/---

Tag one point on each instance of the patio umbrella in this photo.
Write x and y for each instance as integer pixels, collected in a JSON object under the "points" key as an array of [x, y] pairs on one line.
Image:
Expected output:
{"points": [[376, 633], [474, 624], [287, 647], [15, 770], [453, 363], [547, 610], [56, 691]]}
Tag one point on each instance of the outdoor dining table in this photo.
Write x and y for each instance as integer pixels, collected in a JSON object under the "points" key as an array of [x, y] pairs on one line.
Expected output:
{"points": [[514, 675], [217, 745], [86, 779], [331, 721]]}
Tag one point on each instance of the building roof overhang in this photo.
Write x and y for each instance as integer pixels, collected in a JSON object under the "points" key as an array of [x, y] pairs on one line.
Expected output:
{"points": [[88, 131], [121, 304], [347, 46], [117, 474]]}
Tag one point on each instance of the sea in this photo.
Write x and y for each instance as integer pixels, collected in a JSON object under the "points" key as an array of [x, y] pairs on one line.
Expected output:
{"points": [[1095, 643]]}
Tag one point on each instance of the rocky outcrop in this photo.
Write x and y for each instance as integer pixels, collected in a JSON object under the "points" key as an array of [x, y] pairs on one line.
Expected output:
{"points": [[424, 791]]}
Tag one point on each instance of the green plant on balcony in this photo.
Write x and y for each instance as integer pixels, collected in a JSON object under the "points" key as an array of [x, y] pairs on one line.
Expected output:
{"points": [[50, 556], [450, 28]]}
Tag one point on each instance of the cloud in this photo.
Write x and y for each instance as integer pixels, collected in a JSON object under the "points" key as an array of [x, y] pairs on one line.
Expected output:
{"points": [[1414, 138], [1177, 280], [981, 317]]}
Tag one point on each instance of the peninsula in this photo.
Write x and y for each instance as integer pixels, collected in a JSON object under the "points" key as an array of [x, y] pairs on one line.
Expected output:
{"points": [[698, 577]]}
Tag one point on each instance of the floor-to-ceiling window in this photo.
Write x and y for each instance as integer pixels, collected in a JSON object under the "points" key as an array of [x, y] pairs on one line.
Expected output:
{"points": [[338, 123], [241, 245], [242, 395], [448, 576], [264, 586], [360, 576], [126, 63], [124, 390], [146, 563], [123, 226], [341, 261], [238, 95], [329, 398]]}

\---

*SET EXERCISE*. The line containing "Tag one point on each instance of the cloud" marks the start; retype it and each line after it through the end of the records above, exactly.

*FINAL ANSWER*.
Tag one point on each instance of the cloud in this photo.
Write x and y for each instance as integer pixels, collected in a JSON object under the "points" key as an array of [x, y] pairs on one line.
Expected output:
{"points": [[1414, 138], [1177, 280], [981, 317]]}
Tag one point on each instance of the peninsula in this photo.
Write x and y for each instance as integer pixels, collected in a JSON object under the "points" key as an array of [x, y] pairs on one line.
Expected output:
{"points": [[698, 577]]}
Tag one point on each instance of the floor-to-ceiling window in this photo.
Write x and y for each instance as integer pixels, collected in a JSON object under the "points" key as an array of [x, y] pairs on one line.
Expected output:
{"points": [[338, 123], [241, 245], [242, 395], [448, 576], [264, 586], [360, 576], [126, 63], [124, 390], [146, 563], [123, 226], [341, 261], [238, 95], [329, 398]]}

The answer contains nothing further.